Task prompt: Swap "walnut" for "pecan" throughout the lines from the one containing "Isolate the green checkered" through the one containing "121,0,142,44", and reproduce only those lines with nothing else changed.
── Data supplied ──
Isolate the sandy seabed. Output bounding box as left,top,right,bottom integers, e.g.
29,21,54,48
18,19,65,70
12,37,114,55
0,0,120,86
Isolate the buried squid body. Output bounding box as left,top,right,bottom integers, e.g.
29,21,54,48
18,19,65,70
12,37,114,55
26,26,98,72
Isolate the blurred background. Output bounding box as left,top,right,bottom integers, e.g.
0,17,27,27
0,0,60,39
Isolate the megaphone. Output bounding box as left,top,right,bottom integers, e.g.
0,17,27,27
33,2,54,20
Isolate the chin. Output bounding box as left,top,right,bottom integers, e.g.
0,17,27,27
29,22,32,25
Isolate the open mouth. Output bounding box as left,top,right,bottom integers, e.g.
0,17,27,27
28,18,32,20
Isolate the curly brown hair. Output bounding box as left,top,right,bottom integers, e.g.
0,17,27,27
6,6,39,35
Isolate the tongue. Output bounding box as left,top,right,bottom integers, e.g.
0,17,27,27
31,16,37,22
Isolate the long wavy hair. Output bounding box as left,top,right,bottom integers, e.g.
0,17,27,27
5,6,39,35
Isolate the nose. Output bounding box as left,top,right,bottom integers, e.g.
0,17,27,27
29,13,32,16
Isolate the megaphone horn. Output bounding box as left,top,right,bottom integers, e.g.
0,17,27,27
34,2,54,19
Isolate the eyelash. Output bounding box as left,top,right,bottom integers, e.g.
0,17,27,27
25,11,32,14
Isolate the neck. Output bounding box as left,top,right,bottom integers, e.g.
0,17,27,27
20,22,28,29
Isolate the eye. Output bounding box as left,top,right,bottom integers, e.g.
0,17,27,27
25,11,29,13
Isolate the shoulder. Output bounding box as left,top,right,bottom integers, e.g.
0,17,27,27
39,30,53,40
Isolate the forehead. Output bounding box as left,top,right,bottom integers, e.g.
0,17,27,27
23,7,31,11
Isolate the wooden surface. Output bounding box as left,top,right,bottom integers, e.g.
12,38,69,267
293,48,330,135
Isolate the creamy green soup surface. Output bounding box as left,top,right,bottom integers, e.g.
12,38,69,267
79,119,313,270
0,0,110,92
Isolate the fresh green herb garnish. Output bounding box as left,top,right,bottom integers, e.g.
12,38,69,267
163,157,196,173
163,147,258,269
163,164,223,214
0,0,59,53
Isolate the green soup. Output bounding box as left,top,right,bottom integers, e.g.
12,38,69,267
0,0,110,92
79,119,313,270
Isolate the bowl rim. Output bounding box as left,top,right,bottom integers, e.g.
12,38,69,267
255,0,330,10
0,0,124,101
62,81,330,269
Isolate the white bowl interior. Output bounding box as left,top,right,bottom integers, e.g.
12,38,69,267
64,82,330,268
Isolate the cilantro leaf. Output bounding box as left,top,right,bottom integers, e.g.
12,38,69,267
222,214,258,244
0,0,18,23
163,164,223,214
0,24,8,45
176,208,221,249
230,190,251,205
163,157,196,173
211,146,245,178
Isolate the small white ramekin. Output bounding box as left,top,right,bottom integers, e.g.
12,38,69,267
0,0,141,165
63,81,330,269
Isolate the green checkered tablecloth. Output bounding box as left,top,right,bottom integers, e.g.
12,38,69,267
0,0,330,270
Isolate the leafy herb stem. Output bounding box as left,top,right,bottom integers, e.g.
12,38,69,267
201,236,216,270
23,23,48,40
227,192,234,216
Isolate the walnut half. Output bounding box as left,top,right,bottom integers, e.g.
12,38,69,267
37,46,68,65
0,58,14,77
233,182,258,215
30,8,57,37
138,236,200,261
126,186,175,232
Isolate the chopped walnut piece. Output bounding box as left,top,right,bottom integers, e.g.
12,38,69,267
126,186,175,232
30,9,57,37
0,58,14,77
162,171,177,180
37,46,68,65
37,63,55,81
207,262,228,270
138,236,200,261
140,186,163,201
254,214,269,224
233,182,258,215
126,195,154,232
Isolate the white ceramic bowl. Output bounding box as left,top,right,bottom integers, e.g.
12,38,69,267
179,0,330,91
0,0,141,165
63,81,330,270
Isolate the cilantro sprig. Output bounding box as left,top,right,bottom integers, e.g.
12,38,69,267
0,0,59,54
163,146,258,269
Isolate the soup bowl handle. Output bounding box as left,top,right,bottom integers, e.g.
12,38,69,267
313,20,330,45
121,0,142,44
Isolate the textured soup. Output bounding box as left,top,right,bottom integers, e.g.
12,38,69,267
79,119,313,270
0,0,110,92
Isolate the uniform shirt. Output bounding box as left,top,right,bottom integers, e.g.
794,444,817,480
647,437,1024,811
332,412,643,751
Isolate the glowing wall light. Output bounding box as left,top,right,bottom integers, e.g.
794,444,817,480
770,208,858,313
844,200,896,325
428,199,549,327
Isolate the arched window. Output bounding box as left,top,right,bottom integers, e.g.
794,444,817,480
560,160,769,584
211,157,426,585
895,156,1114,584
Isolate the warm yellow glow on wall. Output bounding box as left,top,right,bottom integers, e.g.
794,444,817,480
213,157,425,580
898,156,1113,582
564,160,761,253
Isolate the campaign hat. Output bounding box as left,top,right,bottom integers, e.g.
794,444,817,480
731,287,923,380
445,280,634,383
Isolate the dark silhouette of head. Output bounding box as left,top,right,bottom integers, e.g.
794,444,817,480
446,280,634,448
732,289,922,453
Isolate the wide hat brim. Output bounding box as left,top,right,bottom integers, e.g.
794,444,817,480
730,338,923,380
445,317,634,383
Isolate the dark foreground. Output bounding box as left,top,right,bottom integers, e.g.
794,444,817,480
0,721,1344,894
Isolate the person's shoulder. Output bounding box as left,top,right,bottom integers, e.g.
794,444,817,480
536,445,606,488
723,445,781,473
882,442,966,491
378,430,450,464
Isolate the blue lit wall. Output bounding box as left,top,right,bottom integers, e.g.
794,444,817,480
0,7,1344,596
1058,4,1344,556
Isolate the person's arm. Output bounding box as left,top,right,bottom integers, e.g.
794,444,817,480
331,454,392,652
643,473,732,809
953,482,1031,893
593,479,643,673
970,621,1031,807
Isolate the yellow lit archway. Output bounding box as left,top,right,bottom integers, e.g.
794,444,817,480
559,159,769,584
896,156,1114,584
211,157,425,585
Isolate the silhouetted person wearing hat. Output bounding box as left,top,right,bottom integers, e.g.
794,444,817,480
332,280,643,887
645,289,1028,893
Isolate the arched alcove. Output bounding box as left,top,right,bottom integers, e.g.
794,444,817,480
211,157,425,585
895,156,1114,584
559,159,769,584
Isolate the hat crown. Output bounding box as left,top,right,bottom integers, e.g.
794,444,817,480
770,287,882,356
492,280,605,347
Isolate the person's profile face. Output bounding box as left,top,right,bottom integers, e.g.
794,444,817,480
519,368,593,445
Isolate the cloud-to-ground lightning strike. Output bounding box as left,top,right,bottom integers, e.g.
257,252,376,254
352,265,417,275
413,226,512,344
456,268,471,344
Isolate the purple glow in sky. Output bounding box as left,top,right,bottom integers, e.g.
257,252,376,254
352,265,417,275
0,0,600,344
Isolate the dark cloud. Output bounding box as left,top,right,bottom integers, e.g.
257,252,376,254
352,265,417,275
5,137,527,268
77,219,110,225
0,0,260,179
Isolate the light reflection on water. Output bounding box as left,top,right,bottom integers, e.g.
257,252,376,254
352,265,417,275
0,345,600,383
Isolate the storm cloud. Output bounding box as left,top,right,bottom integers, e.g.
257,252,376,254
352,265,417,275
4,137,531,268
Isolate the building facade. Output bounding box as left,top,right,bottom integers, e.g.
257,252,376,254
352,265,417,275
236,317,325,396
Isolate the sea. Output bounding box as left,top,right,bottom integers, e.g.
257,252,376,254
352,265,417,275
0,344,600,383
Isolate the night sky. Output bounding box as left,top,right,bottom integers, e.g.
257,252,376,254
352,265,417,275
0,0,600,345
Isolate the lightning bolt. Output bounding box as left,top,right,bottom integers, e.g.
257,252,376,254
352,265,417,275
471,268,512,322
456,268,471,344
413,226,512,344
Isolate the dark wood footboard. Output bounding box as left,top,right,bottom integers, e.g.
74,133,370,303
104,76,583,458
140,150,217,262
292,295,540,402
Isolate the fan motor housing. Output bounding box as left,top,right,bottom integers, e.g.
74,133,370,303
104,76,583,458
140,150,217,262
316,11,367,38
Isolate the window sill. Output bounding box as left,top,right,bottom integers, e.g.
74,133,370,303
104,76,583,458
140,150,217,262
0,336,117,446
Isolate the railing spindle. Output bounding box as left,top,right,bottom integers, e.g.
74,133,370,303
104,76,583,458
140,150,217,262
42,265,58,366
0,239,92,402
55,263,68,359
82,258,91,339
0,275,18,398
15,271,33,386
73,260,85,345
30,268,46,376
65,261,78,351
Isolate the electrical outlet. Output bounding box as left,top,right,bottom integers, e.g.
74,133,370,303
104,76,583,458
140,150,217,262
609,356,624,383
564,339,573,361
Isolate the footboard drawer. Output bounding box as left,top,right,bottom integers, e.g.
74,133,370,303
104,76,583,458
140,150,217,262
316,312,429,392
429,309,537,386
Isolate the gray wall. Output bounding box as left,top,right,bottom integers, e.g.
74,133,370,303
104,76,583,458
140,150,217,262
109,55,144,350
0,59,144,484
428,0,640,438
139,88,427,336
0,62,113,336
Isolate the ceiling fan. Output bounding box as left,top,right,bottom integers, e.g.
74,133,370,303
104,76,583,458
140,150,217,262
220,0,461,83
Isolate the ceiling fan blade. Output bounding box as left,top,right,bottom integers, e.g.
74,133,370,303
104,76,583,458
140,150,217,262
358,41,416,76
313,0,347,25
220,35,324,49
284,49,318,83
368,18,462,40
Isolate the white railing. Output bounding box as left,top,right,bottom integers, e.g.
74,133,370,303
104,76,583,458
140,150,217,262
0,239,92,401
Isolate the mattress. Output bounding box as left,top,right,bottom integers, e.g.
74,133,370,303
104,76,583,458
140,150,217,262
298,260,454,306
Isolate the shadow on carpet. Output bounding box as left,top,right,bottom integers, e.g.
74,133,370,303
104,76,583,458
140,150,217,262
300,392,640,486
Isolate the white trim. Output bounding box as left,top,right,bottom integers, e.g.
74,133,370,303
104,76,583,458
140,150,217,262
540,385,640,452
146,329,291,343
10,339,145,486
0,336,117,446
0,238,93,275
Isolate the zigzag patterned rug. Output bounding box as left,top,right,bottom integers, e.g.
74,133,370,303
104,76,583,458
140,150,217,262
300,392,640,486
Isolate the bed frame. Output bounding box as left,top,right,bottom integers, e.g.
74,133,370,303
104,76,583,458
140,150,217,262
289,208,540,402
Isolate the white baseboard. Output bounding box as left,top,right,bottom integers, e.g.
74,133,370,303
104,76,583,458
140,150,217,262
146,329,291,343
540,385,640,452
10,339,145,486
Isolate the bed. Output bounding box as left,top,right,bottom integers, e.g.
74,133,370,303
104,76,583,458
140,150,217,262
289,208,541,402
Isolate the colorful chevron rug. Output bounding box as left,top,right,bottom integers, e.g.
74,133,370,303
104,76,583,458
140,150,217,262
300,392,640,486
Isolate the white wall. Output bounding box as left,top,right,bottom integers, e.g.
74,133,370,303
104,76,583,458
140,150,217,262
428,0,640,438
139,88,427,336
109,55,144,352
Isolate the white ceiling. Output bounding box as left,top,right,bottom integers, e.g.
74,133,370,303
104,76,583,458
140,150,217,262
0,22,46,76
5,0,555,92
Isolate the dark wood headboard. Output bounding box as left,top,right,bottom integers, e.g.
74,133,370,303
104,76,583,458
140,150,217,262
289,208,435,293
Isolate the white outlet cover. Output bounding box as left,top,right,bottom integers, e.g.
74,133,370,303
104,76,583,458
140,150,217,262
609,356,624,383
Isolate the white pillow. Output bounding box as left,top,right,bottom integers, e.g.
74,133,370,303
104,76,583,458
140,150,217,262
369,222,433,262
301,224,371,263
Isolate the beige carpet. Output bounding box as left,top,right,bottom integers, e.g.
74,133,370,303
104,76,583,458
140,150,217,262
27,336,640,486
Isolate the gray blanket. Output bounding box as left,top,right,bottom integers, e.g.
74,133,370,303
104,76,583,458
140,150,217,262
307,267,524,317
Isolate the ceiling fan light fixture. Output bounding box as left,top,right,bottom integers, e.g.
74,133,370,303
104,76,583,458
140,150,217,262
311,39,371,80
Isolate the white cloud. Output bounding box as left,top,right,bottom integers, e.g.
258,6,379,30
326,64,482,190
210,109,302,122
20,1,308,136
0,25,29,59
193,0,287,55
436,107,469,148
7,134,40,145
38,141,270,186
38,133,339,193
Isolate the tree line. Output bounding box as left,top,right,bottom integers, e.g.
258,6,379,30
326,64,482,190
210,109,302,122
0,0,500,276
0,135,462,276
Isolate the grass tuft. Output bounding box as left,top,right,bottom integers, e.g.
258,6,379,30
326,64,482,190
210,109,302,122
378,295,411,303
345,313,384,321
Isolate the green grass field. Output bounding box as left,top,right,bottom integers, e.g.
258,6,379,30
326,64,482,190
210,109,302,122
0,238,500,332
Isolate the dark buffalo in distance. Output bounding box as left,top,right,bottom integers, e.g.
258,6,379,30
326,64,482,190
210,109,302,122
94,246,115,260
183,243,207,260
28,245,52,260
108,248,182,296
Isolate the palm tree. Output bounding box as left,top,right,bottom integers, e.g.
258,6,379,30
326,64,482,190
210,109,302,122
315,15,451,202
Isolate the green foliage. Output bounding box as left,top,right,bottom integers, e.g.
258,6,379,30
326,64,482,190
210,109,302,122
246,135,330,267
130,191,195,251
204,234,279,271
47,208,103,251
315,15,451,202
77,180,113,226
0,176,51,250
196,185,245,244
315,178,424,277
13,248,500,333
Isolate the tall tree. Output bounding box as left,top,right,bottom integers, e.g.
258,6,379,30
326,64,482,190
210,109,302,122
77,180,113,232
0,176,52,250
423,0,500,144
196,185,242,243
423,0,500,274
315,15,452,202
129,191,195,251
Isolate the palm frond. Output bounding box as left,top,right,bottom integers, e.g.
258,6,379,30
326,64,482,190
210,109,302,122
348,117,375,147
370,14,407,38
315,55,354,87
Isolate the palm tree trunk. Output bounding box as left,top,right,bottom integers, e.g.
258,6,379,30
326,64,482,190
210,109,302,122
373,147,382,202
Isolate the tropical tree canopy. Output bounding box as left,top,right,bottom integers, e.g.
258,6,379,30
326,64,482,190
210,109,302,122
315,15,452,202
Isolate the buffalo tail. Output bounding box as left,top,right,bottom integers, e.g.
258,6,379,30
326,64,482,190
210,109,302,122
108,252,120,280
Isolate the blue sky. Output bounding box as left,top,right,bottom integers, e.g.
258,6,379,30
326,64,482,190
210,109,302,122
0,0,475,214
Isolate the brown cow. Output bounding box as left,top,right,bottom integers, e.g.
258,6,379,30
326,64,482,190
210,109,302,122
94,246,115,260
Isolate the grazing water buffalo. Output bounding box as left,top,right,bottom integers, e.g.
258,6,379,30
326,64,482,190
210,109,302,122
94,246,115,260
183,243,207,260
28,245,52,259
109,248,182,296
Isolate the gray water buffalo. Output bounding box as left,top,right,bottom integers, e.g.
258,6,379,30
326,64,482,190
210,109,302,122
───
Result below:
Isolate the green checkered tablecloth. Output bounding box as left,top,right,bottom integers, e.g.
12,38,69,267
0,0,330,270
Isolate the leafy herb stem. Output bounding box as left,top,right,bottom integers, e.g.
12,38,69,267
201,236,216,270
23,23,48,40
227,192,234,216
Isolate the pecan half. Output bounding box as left,top,right,bottom integers, e.g.
12,38,69,267
37,46,68,65
0,58,14,77
233,182,258,215
30,8,57,37
138,236,200,261
126,186,175,232
Isolate the chopped pecan piece. Output bounding box as left,top,right,bottom integers, e.g.
12,38,69,267
126,186,175,232
30,9,57,37
0,58,14,77
162,171,177,180
37,46,68,65
37,63,55,81
207,262,228,270
138,236,200,261
140,186,163,201
254,214,269,224
233,182,258,215
126,195,154,232
Isolate the white ceramic bowl. Output bounding box as left,top,right,bottom integers, e.g.
12,38,69,267
179,0,330,91
0,0,141,165
63,81,330,270
Isolate the cilantro sprig. Output bounding box as left,top,right,bottom integers, e.g.
12,38,69,267
0,0,59,54
163,146,258,269
Isolate the soup bowl handle. Output bounding box as left,top,right,bottom integers, e.g.
12,38,69,267
313,20,330,45
121,0,142,44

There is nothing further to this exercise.